> _WRITTEN REQUEST 1_
According to the regular expressions text, what does the escape code \D match?
> _WRITTEN REQUEST 2_
Summarize the regular expressions text in two sentences.
> _WRITTEN REQUEST 3_
Pick up the regular expressions text after its final line and write what comes next.

Delving Deeper

The subject of regular expressions is quite deep, and it takes an immense amount of practice to get used to the special character syntax. Furthermore, the re module contains a vast set of methods available for performing searches using regular expressions. Upon completing the examples in this section, you should have a much deeper appreciation for how powerful regular expressions can be.

Regular Expressions

Escape Codes

An even more compact representation uses escape codes for several predefined character sets. The escape codes recognized by re are listed in the table below.

Regular Expression Escape Codes
Code Meaning
\d a digit
\D a non-digit
\s whitespace (tab, space, newline, etc.)

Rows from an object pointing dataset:
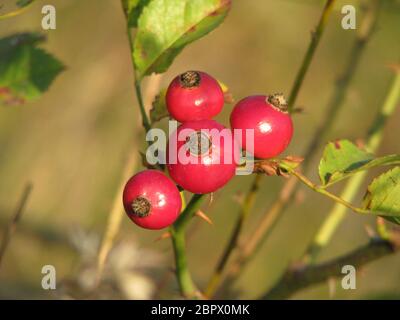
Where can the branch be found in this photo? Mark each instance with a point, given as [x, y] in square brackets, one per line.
[16, 12]
[15, 219]
[301, 277]
[316, 37]
[116, 213]
[337, 214]
[275, 212]
[250, 196]
[186, 284]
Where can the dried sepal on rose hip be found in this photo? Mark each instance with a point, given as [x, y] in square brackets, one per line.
[270, 120]
[202, 156]
[151, 200]
[194, 95]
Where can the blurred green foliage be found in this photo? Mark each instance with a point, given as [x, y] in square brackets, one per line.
[73, 141]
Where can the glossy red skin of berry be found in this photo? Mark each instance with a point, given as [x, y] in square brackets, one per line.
[210, 172]
[160, 191]
[200, 102]
[273, 129]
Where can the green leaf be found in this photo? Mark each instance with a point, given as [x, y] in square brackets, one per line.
[383, 194]
[342, 159]
[133, 10]
[23, 3]
[165, 27]
[25, 70]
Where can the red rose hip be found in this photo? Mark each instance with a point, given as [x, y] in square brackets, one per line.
[194, 95]
[272, 124]
[202, 156]
[151, 200]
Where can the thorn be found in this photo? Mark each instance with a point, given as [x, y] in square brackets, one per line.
[295, 159]
[238, 197]
[165, 235]
[394, 67]
[228, 98]
[203, 216]
[332, 287]
[370, 232]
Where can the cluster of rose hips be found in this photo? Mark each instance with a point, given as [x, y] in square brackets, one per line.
[152, 200]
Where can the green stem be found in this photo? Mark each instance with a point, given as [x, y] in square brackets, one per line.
[190, 209]
[326, 193]
[137, 84]
[275, 212]
[186, 285]
[233, 241]
[316, 37]
[185, 282]
[337, 214]
[216, 277]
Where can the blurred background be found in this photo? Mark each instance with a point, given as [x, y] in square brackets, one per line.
[73, 142]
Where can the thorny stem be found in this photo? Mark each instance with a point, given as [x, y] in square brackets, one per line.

> _REPLY 1_
A non-digit.

> _REPLY 2_
Regular expressions are a deep subject that takes a great deal of practice to master, and the re module offers a vast set of methods for searching with them. Escape codes give an even more compact way to represent several predefined character sets, such as \d for a digit, \D for a non-digit, and \s for whitespace.

> _REPLY 3_
\S non-whitespace
\w alphanumeric
\W non-alphanumeric

Note

Escapes are indicated by prefixing the character with a backslash (\). Unfortunately, a backslash must itself be escaped in normal Python strings, and that results in difficult-to-read expressions. Using raw strings, which are created by prefixing the literal value with r, eliminates this problem and maintains readability.


# re_escape_codes.py

from re_test_patterns import test_patterns

test_patterns(
    'A prime #1 example!',
    [(r'\d+', 'sequence of digits'),
     (r'\D+', 'sequence of non-digits'),
     (r'\s+', 'sequence of whitespace'),
     (r'\S+', 'sequence of non-whitespace'),
     (r'\w+', 'alphanumeric characters'),
     (r'\W+', 'non-alphanumeric')],
)

These sample expressions combine escape codes with repetition to find sequences of like characters in the input string.


$ python3 re_escape_codes.py

'\d+' (sequence of digits)

  'A prime #1 example!'
  .........'1'

'\D+' (sequence of non-digits)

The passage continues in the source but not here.